Job A >>
In the Halloween urban legends piece, who first hosted the fall "play parties"?
Job B >>
Pick up the Halloween urban legends piece after its last sentence and carry it forward.

* start Document segment *

Spooky urban legends that take place on Halloween

Welcome to the dark side. If you're into Halloween, or Samhain as the Celtics of Europe once called it, you know that this ancient celebration goes back about 2,000 years. In the time since, Halloween has transformed from a day to honor the dead to a fall festival of "play parties" first hosted by colonial Americans. Good Housekeeping touches lightly on all of this, as well as the pranks, party games, and costumes of the 1800s that evolved into the popular sport of trick-or-treating beginning in the 1950s. Reader's Digest confirms that following the sugar-rationing years of World War II, candy companies had an epiphany: Ancient Samhain provided the costumes, modern Halloween provided the parties. The ploy worked; Business Insider reports that by 2019, Halloween candy sales were expected to top around $8.8 billion.

* end Document segment *
* start Items *

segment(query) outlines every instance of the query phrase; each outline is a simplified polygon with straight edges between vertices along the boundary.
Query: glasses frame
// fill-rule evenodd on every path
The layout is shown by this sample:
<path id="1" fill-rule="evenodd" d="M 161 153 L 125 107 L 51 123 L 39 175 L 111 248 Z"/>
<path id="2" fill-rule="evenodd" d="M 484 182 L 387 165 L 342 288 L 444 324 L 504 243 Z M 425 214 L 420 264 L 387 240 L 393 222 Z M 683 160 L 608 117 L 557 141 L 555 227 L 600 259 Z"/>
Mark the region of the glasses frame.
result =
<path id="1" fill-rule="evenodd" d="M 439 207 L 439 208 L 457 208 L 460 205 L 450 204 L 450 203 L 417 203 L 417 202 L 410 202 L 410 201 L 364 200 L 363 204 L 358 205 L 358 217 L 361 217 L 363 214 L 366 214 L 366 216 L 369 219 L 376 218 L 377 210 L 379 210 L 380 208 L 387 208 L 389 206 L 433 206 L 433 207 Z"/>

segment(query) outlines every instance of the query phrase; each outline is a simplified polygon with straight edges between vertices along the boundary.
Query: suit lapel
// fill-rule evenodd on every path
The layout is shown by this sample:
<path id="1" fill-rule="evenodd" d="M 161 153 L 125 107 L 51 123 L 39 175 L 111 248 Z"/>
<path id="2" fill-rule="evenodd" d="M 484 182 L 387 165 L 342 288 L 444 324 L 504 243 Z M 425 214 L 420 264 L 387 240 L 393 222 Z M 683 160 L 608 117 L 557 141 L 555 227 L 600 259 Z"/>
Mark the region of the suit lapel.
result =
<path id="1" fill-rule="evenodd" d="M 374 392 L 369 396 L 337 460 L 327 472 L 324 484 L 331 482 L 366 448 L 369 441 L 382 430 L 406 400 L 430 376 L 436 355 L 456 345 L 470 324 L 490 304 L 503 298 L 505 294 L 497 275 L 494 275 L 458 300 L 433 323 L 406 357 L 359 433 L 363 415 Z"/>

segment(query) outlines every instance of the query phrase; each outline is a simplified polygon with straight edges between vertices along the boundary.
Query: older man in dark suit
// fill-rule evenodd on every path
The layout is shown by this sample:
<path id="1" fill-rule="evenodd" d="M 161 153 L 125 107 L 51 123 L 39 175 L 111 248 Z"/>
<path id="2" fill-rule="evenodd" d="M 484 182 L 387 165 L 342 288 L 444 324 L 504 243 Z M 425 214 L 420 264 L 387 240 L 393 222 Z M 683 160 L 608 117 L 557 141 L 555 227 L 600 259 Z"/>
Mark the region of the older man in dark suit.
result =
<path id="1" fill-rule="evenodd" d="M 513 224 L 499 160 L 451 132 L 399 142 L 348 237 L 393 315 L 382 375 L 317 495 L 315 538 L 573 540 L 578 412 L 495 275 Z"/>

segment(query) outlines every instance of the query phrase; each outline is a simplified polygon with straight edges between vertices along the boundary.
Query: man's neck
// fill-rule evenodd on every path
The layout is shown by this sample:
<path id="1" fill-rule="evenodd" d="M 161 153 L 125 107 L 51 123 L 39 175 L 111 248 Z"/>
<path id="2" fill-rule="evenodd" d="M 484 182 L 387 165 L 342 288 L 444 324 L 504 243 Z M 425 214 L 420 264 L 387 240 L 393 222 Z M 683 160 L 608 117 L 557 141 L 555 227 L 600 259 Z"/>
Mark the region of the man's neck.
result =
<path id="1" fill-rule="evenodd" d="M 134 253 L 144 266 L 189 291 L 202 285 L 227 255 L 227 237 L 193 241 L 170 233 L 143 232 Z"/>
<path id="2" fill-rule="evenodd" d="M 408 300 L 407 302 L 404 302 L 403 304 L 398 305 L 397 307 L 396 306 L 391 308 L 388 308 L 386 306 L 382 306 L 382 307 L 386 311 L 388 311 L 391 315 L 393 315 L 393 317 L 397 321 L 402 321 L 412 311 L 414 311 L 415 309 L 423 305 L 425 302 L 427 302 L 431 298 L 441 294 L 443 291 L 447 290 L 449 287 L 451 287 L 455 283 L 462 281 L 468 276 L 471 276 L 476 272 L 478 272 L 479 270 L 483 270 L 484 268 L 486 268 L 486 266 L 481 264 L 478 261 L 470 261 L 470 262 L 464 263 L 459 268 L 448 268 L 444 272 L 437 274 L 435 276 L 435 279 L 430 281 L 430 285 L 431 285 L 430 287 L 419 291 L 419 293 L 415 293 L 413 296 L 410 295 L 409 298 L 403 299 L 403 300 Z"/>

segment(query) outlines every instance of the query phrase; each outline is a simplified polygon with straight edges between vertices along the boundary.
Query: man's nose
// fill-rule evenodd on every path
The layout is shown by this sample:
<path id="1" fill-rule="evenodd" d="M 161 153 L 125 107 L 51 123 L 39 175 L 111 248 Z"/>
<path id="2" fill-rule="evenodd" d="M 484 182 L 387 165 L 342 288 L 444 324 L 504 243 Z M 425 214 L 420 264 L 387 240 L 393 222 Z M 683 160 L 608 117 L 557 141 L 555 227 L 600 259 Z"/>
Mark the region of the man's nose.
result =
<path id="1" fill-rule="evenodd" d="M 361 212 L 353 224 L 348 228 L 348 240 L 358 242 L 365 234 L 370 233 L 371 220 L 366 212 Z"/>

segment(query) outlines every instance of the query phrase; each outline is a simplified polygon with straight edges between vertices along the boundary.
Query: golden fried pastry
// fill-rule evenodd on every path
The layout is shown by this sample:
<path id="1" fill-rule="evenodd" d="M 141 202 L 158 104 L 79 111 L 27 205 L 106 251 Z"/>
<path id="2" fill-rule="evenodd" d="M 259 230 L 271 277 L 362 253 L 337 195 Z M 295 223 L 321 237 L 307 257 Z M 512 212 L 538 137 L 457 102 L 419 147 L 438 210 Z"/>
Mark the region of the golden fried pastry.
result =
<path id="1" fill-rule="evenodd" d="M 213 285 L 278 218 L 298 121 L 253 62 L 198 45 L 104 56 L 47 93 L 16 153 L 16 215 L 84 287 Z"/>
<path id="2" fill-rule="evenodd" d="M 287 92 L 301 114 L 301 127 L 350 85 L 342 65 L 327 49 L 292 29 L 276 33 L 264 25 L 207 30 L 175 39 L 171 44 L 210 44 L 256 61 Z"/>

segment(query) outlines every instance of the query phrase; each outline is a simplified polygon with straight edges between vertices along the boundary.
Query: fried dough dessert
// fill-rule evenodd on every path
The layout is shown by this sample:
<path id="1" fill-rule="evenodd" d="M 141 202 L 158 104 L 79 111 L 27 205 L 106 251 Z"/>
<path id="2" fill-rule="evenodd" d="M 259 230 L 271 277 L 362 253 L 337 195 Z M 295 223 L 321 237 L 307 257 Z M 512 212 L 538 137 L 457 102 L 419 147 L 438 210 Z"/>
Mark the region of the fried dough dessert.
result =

* end Items *

Expected output A >>
Colonial Americans.

Expected output B >>
Like other major holidays, Halloween has evolved to include modern touches but also remnants of the ancient celebrations of long ago. That includes a cauldron of crazy, sometimes bizarre, and sometimes downright scary stories. Some of these are truly descendants of ancient times, per History, morphing through time and adapted to fit the present. So are they real then? Only you can decide. Read on if you are into "ghoulies and ghosties and long-leggity beasties," as the old Scottish poem goes, to find out more about legendary Halloween tales that have stood the test of time.

The legend of Bloody Mary

Ah, Mary. The one surviving child of Henry VIII and Catherine of Aragon ruled over England between 1553 and 1558. But History confirms that Mary I was already vexed when she took the throne because some pesky Protestants managed to instate her cousin, Lady Jane Gray, as queen before Mary forcibly took the crown. Her first execution order was for the Lord of Northumberland for his role in the attempted coup. Mary didn't stop with him; she also executed 300 Protestants over the course of her reign, earning herself the moniker "Bloody Mary." But how did her story evolve to the modern-day legend that uttering her name three times in front of a mirror will summon her?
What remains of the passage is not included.